**PROBLEM STATEMENT**
Write out the whole listing exactly as it is written below.

- - - - - - -

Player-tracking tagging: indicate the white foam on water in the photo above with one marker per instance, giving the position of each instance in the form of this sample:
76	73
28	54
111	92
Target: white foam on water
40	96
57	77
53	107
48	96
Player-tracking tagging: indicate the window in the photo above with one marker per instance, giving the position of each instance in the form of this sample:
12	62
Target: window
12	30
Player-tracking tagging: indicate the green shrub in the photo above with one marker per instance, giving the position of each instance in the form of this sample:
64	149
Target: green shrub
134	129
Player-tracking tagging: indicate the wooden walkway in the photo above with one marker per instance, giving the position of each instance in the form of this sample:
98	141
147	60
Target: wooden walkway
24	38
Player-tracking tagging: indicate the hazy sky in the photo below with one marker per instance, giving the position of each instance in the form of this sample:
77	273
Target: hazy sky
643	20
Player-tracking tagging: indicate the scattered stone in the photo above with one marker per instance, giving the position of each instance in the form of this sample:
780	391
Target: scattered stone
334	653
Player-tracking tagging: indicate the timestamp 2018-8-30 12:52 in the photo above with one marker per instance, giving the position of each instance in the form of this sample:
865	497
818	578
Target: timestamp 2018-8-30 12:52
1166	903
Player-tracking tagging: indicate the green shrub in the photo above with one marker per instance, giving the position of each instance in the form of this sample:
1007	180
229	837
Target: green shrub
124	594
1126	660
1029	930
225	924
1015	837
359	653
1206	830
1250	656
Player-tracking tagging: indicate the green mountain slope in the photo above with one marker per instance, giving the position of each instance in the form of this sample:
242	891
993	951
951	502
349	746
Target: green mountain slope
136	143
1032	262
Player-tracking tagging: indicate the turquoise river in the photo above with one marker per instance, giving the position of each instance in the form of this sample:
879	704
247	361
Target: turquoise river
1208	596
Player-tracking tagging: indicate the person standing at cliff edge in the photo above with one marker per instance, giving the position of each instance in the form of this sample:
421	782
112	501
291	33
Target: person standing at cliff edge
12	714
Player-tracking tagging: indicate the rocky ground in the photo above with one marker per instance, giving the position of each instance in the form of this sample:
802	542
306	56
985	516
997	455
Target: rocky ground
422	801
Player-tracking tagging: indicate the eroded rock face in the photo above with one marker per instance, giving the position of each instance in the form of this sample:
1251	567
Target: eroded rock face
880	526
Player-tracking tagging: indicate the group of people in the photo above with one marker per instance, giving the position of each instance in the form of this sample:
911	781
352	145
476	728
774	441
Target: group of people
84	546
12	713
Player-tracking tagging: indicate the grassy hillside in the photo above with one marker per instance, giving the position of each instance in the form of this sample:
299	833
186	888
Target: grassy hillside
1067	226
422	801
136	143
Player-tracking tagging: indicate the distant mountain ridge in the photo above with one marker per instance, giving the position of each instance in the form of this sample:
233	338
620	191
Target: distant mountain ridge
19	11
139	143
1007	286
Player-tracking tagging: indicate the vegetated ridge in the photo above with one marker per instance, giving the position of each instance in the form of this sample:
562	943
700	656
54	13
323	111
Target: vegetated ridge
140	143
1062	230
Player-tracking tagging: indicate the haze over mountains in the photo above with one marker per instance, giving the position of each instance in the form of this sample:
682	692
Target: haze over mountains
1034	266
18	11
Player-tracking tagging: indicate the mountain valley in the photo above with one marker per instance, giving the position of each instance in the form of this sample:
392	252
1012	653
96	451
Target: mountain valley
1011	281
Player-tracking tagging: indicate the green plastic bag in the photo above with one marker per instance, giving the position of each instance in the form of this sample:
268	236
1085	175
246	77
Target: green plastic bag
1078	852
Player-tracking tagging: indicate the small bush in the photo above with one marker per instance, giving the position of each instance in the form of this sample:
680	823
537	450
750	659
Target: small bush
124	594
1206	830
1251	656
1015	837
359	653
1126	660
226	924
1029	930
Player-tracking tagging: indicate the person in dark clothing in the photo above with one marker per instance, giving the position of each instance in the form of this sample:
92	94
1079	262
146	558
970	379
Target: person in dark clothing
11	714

- - - - - - -

**WRITTEN ANSWER**
Player-tracking tagging: indicate the white foam on water in the photo above with one marker per instance, giving the position of each instance in the form of this sample:
76	73
28	54
111	92
Target: white foam on water
40	96
57	77
53	107
48	96
Player-tracking tagging: indicate the window in the photo above with one marker per instance, giving the position of each instance in the form of this sample:
12	62
Target: window
12	30
Player-tracking tagging: indicate the green shrub in the photo above with one marker per instance, giving the position of each instance in the form of this sample:
64	149
Target: green shrub
134	129
Player-tracking tagging: indicate the wooden walkway in the photo above with one marker per instance, giving the position of each instance in the form of this sample:
98	141
147	60
Target: wooden walkway
24	38
Player-tracking tagging: indicate the hazy sky in the photo below with one marker per instance, giving the position of each instance in the form of this sample:
77	273
Target: hazy sky
643	20
Player-tracking tagging: indicate the scattered stone in the photo above with one marker per instance, giving the position of each instance in the form of this sample:
780	391
Target: scattered stone
334	653
Player-tracking tagging: indicate the timestamp 2018-8-30 12:52 in the photo above with one marker per instance, giving the position of each instance in the form of this sample:
865	497
818	578
Target: timestamp 2018-8-30 12:52
1166	903
Player-tracking tagging: indicate the green shrub in the photo above with one marker per instance, giving the position of each instance in the form of this sample:
1007	180
229	837
Target: green shrub
124	594
1126	660
1029	930
225	924
1015	837
359	653
1206	830
1250	656
Player-tracking tagging: indicate the green mountain slope in the photo above with one marker per instance, giving the position of each instance in the form of this sample:
242	891
993	951
951	502
349	746
Target: green mountain slope
136	143
1032	262
Player-tracking tagging: indicate the turquoise river in the photo above with one marker per instance, giving the position of each instance in the form of this sample:
879	704
247	361
Target: turquoise river
1208	596
Player-tracking tagging: indicate the person standing at cliff edge in the photo above with one marker per instance, giving the position of each instance in the form of this sample:
421	782
112	501
291	33
Target: person standing at cliff edge
12	714
Player-tracking tagging: indicate the rocky ground in the photo above with one marker per instance, giving the position of each instance in the form of this sample:
802	542
306	56
985	516
997	455
Target: rocky ground
422	801
Player-tracking tagging: indicate the eroded rock face in the photo above with one marker per instance, giving the position of each instance in the form of this sample:
1251	567
Target: eroded rock face
880	526
Player-tracking tagging: indicate the group of people in the photo above with one marker per instance, giving the position of each instance in the form of this sample:
911	781
352	145
476	728
774	441
Target: group of people
84	546
12	713
Player-tracking tagging: indicate the grassy hillside in the photo above with one marker per instance, giving the position of each instance in the form of this sample:
299	833
186	888
Target: grassy hillside
1067	226
422	801
136	143
Player-tracking tagging: indicate the distant mountain ridge in the photo above with one marker per instance, giving the position of each instance in the form of this sample:
233	338
620	191
Target: distant mountain ridge
19	11
139	143
1007	286
Player-tracking tagging: indicate the vegetated ridge in the photo above with one marker per instance, giving the position of each instance in the form of this sample:
562	943
700	656
54	13
323	111
Target: vegetated ridge
140	143
1062	230
Player-tracking tagging: indicate the haze over mountains in the photo above with one marker per instance, giving the position of each instance in the form of this sample:
682	692
Target: haze over mountains
1034	266
18	11
Player-tracking tagging: indicate the mountain valley in the photo above with one marker per instance, giving the position of each instance in the form of this sample:
392	252
1012	653
96	451
Target: mountain valley
1011	281
Player-tracking tagging: indicate the green plastic bag in the photo above with one marker per instance, giving the position of each instance in the form of this sample:
268	236
1085	175
246	77
Target: green plastic bag
1078	852
Player-tracking tagging: indicate the small bush in the photo above with one marker per instance, giving the position of each instance in the form of this sample:
680	823
537	450
750	659
Target: small bush
124	594
1206	830
1251	656
1015	837
359	653
1126	660
226	924
1029	930
Player-tracking tagging: indicate the person in dark clothing in the photo above with one marker per instance, giving the position of each instance in the form of this sample:
92	94
1079	262
146	558
970	379
Target: person in dark clothing
11	714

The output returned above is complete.